▸ ASSIGNMENT
In the passage on the thyroid and parathyroid glands, reproduce the text verbatim from "Bone stromal cells" to "ventral thyroglossal duct.".

▸ TEXT PASSAGE
********
They are carried in the blood by thyroxine binding protein and in the tissues T4 is converted to T3. They are metabolic stimulants, T3 being more active than T4. They cause an increase in mitochondria and their content of cristae.
B. Parathormone (PTH) produced by the parathyroid parenchyma is a small polypeptide that elevates blood calcium by acting on the kidney, intestine and bone.
In the kidney it stimulates the formation of the active form of vitamin D. This active vitamin D enhances calcium absorption in the intestines and in bone participates with PTH to stimulate osteoclastic activity.
Bone stromal cells (osteoblasts and their precursors) respond to PTH by secreting an osteoclast-stimulating factor.
C. Calcitonin is a small peptide produced by "C" cells of neural crest origin that decreases blood calcium by inhibiting osteoclastic activity.
II. EMBRYOLOGY
A. Thyroid gland is derived from endoderm that forms the median ventral thyroglossal duct.
B. Superior parathyroid is derived from the endoderm that lines the dorsal aspect of 4th pharyngeal pouch.
C. Inferior parathyroid is derived from the endoderm that lines the dorsal aspect of 3rd pharyngeal pouch. It migrates with the thymus and this accounts for its inferior location.
D. The stroma of the thymus is from the endoderm of the ventral aspect of 3rd pharyngeal pouch and doubtfully a small amount from 4th pharyngeal pouch.
E. Ultimobranchial cells from the endoderm of the 4th pharyngeal pouch migrate with superior parathyroid to fuse with the thyroid. These endodermal cells bring with them cells of neural crest origin that become the C cells.
III. THYROID PARENCHYMA -
This gland consists of simple epithelial follicles 50-500 microns in diameter. Very vascular stroma divides gland into incomplete lobules. Epithelial cells are cuboidal to columnar depending on their activity. They synthesize, store (as colloid), and break down the iodinated tyrosine-rich glycoprotein, thyroglobulin. Rough endoplasmic reticulum, Golgi apparatus and cell apex are involved sequentially in peptide synthesis, carbohydrate addition and iodination.
Mannose is added in ER and galactose in Golgi regions. At the cell apex just before or after the thyroglobulin precursor is released iodination and tyrosine rearrangements occur. This is dependent upon the oxidation of iodide to free iodine by a peroxidase.
********
Saved data entries
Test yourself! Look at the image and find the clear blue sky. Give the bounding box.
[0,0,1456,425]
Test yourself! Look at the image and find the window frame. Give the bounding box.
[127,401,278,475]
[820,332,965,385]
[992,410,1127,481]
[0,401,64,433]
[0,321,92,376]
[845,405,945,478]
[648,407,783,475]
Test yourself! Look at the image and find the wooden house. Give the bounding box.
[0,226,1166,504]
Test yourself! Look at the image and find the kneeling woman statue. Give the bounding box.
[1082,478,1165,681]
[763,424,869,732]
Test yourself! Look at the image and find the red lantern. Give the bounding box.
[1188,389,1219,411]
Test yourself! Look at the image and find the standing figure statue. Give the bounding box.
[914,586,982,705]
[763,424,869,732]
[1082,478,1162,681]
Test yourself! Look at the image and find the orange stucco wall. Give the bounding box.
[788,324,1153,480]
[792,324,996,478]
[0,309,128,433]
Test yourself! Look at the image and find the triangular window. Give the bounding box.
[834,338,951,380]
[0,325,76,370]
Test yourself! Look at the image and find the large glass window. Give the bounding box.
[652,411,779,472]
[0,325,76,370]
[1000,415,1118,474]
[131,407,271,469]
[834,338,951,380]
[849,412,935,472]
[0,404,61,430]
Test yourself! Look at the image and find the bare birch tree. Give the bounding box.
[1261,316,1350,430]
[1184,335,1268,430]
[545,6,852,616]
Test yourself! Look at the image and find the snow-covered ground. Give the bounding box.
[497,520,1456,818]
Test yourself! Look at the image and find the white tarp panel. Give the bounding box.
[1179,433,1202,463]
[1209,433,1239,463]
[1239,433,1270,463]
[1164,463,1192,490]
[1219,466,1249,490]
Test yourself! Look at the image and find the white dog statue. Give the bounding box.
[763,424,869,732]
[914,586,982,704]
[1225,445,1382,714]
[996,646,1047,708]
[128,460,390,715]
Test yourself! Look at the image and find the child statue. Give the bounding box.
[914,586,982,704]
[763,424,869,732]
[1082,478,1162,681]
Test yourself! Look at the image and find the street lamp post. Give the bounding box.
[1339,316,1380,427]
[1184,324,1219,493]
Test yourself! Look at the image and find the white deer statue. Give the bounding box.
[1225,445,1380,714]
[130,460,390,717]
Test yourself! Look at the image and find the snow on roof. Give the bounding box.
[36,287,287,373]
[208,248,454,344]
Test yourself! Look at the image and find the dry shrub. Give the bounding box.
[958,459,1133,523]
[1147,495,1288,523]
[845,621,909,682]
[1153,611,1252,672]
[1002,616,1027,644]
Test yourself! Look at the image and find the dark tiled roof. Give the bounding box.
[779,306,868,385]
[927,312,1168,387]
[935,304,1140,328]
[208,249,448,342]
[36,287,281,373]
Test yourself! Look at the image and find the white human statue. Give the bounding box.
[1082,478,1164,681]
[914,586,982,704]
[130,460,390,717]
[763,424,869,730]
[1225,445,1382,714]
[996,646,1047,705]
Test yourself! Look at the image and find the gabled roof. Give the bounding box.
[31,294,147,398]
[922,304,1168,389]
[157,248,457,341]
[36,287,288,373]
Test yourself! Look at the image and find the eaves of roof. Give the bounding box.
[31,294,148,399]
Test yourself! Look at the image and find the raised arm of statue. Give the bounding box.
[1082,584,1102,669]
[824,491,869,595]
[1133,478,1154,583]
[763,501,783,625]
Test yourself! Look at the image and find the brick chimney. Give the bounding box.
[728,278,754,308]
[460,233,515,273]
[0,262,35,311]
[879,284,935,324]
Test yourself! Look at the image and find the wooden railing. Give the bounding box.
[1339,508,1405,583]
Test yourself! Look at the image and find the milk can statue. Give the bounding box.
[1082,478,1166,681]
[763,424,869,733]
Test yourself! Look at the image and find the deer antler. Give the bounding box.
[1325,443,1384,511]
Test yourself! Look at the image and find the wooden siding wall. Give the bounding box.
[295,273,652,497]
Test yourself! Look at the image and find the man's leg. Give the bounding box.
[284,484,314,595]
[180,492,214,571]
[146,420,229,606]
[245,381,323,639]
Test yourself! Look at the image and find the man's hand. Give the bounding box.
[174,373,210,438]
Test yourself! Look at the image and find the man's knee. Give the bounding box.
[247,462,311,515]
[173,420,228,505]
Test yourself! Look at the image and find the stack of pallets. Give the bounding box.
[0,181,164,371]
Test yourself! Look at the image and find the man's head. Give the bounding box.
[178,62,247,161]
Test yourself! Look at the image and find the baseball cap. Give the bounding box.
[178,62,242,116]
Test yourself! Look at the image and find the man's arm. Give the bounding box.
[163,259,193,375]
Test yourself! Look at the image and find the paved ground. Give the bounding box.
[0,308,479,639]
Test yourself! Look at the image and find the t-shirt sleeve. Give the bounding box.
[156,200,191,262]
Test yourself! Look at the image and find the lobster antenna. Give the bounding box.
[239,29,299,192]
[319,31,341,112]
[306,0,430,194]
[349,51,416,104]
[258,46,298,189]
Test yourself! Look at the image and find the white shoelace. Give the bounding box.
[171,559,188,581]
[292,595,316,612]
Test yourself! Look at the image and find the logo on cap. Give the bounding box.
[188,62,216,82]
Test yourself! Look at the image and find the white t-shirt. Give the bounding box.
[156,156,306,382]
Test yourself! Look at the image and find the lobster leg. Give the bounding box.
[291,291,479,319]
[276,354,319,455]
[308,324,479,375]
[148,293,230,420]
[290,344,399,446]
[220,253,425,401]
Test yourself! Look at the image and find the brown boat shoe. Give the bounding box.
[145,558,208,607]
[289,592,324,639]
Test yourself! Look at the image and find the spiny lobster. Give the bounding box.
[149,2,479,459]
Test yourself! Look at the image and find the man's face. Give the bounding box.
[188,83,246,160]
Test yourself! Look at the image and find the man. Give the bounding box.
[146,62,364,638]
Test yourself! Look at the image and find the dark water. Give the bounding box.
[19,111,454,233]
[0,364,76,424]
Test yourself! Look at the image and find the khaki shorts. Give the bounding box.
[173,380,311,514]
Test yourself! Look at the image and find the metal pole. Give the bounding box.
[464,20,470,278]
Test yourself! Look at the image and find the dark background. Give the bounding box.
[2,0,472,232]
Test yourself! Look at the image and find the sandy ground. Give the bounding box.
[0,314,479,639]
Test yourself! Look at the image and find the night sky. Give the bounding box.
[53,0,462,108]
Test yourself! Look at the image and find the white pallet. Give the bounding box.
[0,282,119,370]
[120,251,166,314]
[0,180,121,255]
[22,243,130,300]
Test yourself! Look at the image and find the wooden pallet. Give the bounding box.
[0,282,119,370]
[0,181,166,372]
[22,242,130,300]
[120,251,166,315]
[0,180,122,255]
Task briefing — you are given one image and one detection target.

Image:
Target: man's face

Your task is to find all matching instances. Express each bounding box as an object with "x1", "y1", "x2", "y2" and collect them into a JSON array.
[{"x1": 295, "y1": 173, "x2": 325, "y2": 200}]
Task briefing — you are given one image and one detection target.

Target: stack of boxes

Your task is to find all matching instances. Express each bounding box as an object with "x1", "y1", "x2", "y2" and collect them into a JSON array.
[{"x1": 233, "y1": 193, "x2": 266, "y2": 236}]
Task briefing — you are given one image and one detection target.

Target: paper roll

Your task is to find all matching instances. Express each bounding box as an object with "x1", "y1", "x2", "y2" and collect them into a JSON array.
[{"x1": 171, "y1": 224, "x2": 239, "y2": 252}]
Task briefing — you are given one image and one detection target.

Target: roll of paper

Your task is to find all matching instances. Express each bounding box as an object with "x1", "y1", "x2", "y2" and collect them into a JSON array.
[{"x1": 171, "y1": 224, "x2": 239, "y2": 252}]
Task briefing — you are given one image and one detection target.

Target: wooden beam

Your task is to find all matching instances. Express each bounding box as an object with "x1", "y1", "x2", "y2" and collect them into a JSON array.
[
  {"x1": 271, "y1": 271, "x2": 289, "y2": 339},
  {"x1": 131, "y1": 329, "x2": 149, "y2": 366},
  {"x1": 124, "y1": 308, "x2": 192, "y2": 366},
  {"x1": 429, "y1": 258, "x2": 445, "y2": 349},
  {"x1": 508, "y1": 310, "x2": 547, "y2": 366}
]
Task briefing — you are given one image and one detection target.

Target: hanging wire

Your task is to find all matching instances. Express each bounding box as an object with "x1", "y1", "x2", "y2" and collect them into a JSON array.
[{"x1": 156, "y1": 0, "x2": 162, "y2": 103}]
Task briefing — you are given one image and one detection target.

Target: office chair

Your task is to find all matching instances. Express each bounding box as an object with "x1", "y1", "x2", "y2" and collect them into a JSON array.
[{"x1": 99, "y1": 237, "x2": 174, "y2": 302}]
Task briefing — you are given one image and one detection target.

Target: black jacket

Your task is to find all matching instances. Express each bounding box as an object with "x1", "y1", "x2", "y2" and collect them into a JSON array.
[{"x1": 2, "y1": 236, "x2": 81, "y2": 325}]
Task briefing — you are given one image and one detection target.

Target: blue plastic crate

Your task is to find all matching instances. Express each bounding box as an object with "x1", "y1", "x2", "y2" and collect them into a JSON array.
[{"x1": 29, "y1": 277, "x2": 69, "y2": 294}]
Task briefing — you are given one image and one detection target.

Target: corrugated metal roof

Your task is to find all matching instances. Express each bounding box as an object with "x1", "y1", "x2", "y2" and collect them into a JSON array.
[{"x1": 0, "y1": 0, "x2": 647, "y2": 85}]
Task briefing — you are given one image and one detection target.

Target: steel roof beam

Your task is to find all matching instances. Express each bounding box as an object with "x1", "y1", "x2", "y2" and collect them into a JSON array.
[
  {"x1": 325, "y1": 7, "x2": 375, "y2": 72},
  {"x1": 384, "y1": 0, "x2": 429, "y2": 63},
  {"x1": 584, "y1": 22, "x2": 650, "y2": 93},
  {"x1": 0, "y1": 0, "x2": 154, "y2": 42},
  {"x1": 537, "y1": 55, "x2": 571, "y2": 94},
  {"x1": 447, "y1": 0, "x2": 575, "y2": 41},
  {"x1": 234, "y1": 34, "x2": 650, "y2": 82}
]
********
▸ SOLUTION
Bone stromal cells (osteoblasts and their precursors) respond to PTH by secreting an osteoclast-stimulating factor.
C. Calcitonin is a small peptide produced by "C" cells of neural crest origin that decreases blood calcium by inhibiting osteoclastic activity.
II. EMBRYOLOGY
A. Thyroid gland is derived from endoderm that forms the median ventral thyroglossal duct.